• Excerpted data:
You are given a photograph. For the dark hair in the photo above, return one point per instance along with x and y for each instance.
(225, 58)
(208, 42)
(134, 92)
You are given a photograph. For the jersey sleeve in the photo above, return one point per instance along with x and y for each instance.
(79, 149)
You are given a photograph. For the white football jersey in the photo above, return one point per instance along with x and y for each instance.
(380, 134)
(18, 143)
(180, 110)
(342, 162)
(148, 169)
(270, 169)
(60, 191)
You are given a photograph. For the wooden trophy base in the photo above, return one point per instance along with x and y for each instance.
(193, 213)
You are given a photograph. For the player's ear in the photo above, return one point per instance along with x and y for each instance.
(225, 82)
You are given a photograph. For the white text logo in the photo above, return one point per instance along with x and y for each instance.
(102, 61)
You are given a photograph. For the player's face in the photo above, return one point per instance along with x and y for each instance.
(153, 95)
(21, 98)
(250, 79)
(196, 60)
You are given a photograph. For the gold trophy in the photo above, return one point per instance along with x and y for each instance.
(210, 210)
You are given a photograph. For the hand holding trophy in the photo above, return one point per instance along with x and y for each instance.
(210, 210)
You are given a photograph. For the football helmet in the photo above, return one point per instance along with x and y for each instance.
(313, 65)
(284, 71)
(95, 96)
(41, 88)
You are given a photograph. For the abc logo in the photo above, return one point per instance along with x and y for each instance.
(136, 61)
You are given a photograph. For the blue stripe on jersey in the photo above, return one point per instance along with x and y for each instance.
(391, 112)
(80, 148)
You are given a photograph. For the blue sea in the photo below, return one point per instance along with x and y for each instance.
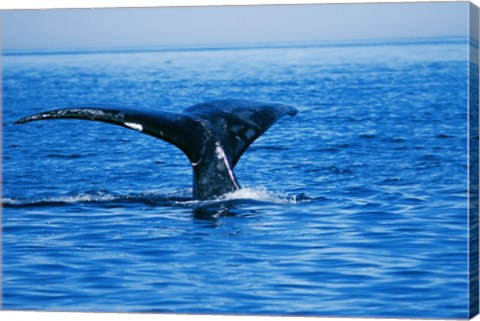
(355, 207)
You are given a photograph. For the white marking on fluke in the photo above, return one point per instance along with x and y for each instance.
(135, 126)
(221, 155)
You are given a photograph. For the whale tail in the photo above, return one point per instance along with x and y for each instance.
(212, 135)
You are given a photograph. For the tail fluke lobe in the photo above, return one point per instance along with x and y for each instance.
(212, 135)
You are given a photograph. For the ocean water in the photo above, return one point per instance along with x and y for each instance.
(356, 207)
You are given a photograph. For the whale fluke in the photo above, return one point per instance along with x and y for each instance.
(212, 135)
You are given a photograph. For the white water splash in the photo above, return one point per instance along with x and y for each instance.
(135, 126)
(259, 194)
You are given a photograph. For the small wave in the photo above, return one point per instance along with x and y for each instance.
(259, 195)
(265, 196)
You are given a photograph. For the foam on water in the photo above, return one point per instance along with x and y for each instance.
(154, 197)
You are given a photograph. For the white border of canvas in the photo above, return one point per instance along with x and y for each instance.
(47, 4)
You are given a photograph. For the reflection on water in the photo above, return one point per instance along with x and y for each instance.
(357, 206)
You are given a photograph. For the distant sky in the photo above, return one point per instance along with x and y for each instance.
(99, 28)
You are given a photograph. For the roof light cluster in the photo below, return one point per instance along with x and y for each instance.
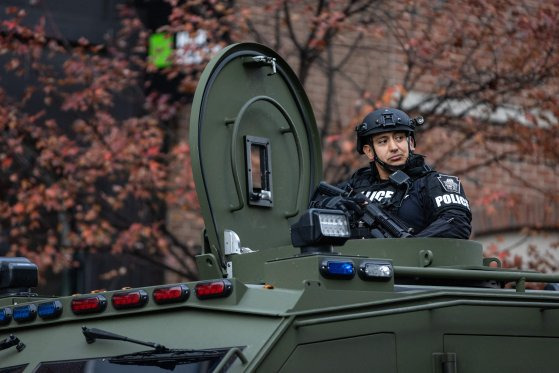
(120, 300)
(345, 269)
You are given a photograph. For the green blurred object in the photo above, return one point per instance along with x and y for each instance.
(160, 49)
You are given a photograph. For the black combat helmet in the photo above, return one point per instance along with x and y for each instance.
(385, 120)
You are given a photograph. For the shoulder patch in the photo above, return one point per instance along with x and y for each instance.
(450, 183)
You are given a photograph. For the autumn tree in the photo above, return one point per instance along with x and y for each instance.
(78, 172)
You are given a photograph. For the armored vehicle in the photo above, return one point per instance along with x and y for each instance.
(262, 304)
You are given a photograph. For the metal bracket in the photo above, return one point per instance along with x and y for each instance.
(232, 243)
(425, 258)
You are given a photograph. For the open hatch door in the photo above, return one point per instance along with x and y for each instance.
(255, 149)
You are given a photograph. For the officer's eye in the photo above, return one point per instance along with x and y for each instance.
(381, 141)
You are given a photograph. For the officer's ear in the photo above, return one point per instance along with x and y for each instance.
(411, 141)
(369, 152)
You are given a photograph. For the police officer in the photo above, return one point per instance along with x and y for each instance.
(430, 203)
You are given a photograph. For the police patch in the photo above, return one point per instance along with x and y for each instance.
(449, 183)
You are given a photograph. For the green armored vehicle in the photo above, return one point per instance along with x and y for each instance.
(264, 305)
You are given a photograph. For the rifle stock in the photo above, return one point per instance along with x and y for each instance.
(374, 217)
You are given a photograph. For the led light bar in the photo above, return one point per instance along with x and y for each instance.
(91, 304)
(337, 269)
(333, 225)
(213, 289)
(5, 315)
(50, 310)
(25, 313)
(129, 299)
(171, 294)
(320, 227)
(376, 270)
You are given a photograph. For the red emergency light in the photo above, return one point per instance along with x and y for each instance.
(213, 289)
(171, 294)
(129, 299)
(91, 304)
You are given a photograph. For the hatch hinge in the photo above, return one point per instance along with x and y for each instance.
(444, 362)
(262, 61)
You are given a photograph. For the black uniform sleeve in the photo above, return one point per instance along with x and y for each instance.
(450, 210)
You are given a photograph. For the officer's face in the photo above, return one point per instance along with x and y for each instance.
(390, 147)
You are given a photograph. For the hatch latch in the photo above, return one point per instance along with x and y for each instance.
(262, 61)
(444, 362)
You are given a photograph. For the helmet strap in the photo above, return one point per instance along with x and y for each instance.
(388, 168)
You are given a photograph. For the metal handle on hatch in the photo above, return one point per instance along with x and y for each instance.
(234, 167)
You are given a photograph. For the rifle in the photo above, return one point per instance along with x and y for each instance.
(379, 222)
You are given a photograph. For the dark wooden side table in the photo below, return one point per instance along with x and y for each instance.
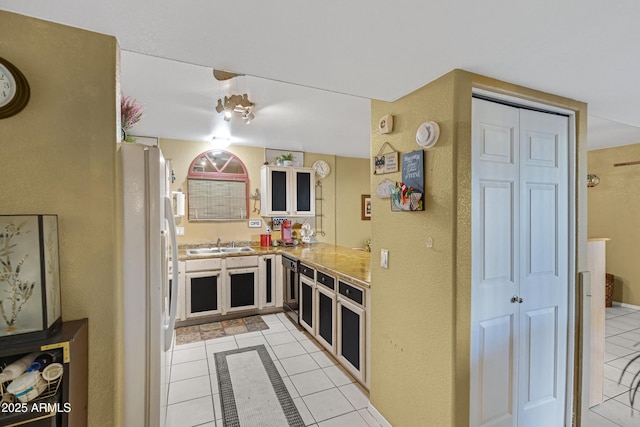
(63, 403)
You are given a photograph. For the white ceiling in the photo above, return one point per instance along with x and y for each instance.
(582, 49)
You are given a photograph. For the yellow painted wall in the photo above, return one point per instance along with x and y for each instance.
(58, 156)
(421, 305)
(354, 179)
(182, 154)
(614, 211)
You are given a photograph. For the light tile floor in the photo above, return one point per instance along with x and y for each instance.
(324, 393)
(622, 333)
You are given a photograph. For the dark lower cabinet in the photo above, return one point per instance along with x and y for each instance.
(306, 303)
(351, 333)
(269, 279)
(203, 293)
(326, 332)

• Requirement:
Would you set down the listing exactly, omitting pictures?

• Solution to this problem:
You are given a photograph. For the dark hair in the photo above, return one point per instance along with x and y for each instance.
(225, 58)
(208, 42)
(134, 92)
You are given a photograph. For the jersey sleeve in the photo above, return one point per instance along with x and y for each instance.
(79, 149)
You are given a photograph. For the white football jersey in the photo above, return one point per instance along with x and y for each instance.
(380, 134)
(18, 143)
(180, 110)
(342, 162)
(148, 169)
(270, 169)
(60, 191)
You are given a photograph. For the wooden trophy base in the photo above, return one point per instance along with x and y for each instance.
(193, 213)
You are given a photograph. For the player's ear in the photo above, return one point per instance along with x and y for each instance.
(225, 82)
You are given a photograph. For the white text logo in the photo above, return one point per instance along with x and y for each instance.
(102, 61)
You are given a photograph. For the player's face in the photo above, return one point per instance along with x and y for each instance.
(153, 95)
(21, 98)
(250, 79)
(196, 60)
You are given a photograph. For the gold trophy in the photo above, return one point per instance along with x and y for each instance.
(210, 210)
You are given a photograph. For the hand holding trophy in the photo above, return one point per instance along with x and y for each instance.
(210, 210)
You are given a photograph. For the football helmet in the photo above, return one point per instance along with x and y for each instance.
(313, 65)
(284, 71)
(95, 96)
(41, 88)
You are given a photograph. For the abc logo in the photo above, return one point per instance along with x and y for each instance.
(136, 61)
You are given a photograph. For the blue stripe on jersey in the photo above, return one point per instance along with x and y for each instance.
(391, 112)
(80, 148)
You are given a photograph. For the blue sea in the photo below, return one point per instance along with x and y for each instance.
(355, 207)
You are given a photograph. For the white marking on fluke in the photo above, return one point per instance along with x and y for each instance.
(135, 126)
(221, 155)
You are given a photograph. For the whale tail in the photo above, return one point per instance along with x and y for each instance.
(212, 135)
You are given a photograph. For the tail fluke lobe in the photo above, return one point per instance along with x and y for each instance.
(212, 135)
You are given a photograph. For the ocean water in the photo above, return one point per instance along with x and y for each instance.
(356, 207)
You are given a photograph. For the whale fluke in the photo above, return one point per instance along with x and y for each instance.
(212, 135)
You are given a photograph. For the white water splash in the photo above, return one point per instance along with x and y for each instance.
(135, 126)
(259, 194)
You are given a photograph. For the small wave in the photo above, return one point per instance along with x and y for each instance.
(259, 195)
(265, 196)
You are given a photograph. For the foam on water in the photo above, return one point per instance along with x and y for each instance.
(154, 197)
You are given a photograph. For the white border of canvas in the photo above, return one point per instance along with x and y for each instance.
(47, 4)
You are given a photograph. For the reflection on water in the photo above, return one point per instance along with x and y for each instance.
(357, 206)
You are given a photograph. For the distant sky in the photo above, return one point per instance along with x and y for each instance.
(99, 28)
You are given a photograph. For the roof light cluster in the photo below, return one point per instance along with x and y for each instance.
(120, 300)
(345, 269)
You are given a photograph. For the green blurred object in the photo above, return one point per instance along with x and y for each instance.
(160, 49)
You are given a photograph. For the black combat helmet in the photo above, return one point per instance along with x and y for each instance.
(385, 120)
You are given a photograph. For the shoulder patch in the photo above, return one point per instance along with x and y for each instance.
(450, 183)
You are given a photograph. For the autumn tree in the photo above, return one point per instance along with x and y for each instance.
(78, 172)
You are given a photograph. For the armored vehicle in the photo above, return one point per instance along with x and y for each instance.
(262, 304)
You are given a photograph. For the metal bracket in the photo above, return one point per instance along with x and y for each instance.
(232, 243)
(425, 258)
You are given a photograph. For the open hatch door in the photo above, return one point per instance along with x and y for each instance.
(255, 149)
You are given a photograph. For the officer's eye in the photo above, return one point per instance along with x and y for each instance.
(381, 141)
You are given a photograph. For the officer's ear in the photo above, return one point per instance along with x and y for each instance.
(411, 141)
(369, 152)
You are given a photograph. For the police officer in the photo above, return one point per instance along with x and y for each instance.
(430, 203)
You are given a photograph. For the police patch in the photo above, return one point per instance along with x and y for each instance.
(449, 183)
You are given a photograph. For the green armored vehicle in the photo above, return one point per instance along with x and y for each instance.
(264, 305)
You are given a photograph. For the rifle stock in the photo above, return one point per instance along with x and y for each instance.
(374, 217)
You are given a photograph. For the led light bar in the photo above, return one point per instance along with x and y for each instance.
(91, 304)
(337, 269)
(333, 225)
(213, 289)
(5, 315)
(50, 310)
(25, 313)
(129, 299)
(171, 294)
(320, 227)
(376, 270)
You are given a photograph. For the red emergency light in the photo above, return one point per instance along with x and y for each instance.
(213, 289)
(171, 294)
(129, 299)
(91, 304)
You are given a photograph. For the hatch hinge in the photo above, return one point per instance along with x and y for each instance.
(444, 362)
(262, 61)
You are given a photograph. For the black uniform sleeve in the photo above, return one point per instance along with x and y for each instance.
(450, 210)
You are given a photograph. For the officer's face in the photo above, return one point per instance along with x and y for each instance.
(390, 147)
You are given a photograph. For the hatch latch in the photo above, return one point per instance along with x and y for each instance.
(262, 61)
(444, 362)
You are given a photograph. For the helmet strap in the photo above, return one point per instance along with x and y for each instance.
(388, 168)
You are given a photograph. For the metal handle on hatch in the photo above, return one point per instance along with x and y for each instance.
(234, 167)
You are given a photograph. For the rifle in the photo above, return one point per instance along with x and y for each instance.
(379, 222)
You are given a photograph. For the dark wooden side table in the photo below, return one point per instance along with x and y for each instance.
(63, 403)
You are given a photograph. For the white ceiling in the photo above, return one point per instance along with x and y for each instance.
(582, 49)
You are given a photograph. For the yellow painted wall in the photo above, return one point per instance along with x and y for each instance.
(58, 156)
(421, 305)
(354, 179)
(182, 154)
(614, 211)
You are given a photograph. For the light tile floor in the photo above, return one point per instance along with x and y for each instance.
(324, 393)
(622, 333)
You are given a photograph. For the dark lower cabinet in the photo above, return one point per instance along with x and y for each instance.
(306, 303)
(351, 333)
(269, 279)
(203, 293)
(326, 332)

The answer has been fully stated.